**Task requirements**
Copy the items from the very beginning through the line containing "point(159, 269)", including that line. Replace "pan" with "tray" and leave everything else unchanged.

>> start

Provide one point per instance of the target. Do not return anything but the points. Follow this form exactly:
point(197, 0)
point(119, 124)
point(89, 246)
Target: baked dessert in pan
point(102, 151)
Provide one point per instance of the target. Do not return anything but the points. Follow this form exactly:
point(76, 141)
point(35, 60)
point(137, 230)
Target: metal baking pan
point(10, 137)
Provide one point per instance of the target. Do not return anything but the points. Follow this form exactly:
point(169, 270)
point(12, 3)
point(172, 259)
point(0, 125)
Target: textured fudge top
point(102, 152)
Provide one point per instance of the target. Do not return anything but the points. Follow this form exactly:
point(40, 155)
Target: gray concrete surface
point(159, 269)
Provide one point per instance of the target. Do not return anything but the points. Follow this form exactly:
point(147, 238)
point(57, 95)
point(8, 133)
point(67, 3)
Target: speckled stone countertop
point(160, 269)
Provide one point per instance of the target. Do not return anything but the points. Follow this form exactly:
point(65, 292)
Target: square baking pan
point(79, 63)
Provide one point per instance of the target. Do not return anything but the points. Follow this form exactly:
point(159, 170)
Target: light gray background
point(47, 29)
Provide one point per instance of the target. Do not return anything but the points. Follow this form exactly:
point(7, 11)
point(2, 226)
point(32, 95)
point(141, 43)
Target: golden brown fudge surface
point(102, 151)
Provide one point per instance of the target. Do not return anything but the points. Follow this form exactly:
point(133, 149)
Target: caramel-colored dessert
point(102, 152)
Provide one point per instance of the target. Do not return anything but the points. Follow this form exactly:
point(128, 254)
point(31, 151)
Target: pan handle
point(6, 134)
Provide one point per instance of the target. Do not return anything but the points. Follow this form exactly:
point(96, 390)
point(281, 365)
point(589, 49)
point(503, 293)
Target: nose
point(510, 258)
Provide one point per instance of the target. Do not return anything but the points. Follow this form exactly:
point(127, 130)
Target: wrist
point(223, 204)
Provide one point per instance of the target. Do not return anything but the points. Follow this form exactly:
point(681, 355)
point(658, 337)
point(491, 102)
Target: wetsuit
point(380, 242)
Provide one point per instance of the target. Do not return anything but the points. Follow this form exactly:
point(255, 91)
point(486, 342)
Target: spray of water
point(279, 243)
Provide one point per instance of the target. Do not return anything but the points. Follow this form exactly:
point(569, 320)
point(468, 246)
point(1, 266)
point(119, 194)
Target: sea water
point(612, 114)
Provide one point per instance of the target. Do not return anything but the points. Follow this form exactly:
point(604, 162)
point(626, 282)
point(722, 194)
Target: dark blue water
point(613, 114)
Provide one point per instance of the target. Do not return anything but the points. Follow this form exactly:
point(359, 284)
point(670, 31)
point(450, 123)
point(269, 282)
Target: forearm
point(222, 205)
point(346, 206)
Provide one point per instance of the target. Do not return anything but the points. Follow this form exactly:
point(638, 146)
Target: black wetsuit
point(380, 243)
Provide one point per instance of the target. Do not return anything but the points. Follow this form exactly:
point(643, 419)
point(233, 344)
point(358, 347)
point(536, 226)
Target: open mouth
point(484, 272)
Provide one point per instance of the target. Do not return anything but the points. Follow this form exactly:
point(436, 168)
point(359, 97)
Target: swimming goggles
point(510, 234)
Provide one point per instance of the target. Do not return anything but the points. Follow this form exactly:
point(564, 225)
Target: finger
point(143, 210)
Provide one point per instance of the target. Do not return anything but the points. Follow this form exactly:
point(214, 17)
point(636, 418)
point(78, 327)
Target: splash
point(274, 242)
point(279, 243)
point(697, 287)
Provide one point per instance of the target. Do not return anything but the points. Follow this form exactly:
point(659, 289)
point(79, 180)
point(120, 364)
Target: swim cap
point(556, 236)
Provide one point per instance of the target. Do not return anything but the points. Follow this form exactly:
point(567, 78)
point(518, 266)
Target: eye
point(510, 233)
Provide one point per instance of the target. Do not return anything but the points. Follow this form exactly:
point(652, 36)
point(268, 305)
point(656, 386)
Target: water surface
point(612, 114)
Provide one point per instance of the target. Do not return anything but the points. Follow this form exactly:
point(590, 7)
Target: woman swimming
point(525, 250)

>> end

**Solution to this task**
Provide one point per instance of the target. Do not return anything but the points. Follow this form exactly:
point(197, 0)
point(119, 124)
point(89, 246)
Target: baked dessert in tray
point(102, 151)
Provide one point per instance of the target. Do not return anything but the points. Follow this form exactly:
point(76, 141)
point(35, 60)
point(137, 230)
Target: metal baking tray
point(10, 137)
Provide one point per instance of the target. Do not return anything but the points. Follow this form exactly:
point(169, 270)
point(12, 3)
point(172, 259)
point(0, 125)
Target: textured fudge top
point(102, 152)
Provide one point per instance of the target. Do not return anything but the points. Follow this form exactly:
point(40, 155)
Target: gray concrete surface
point(159, 269)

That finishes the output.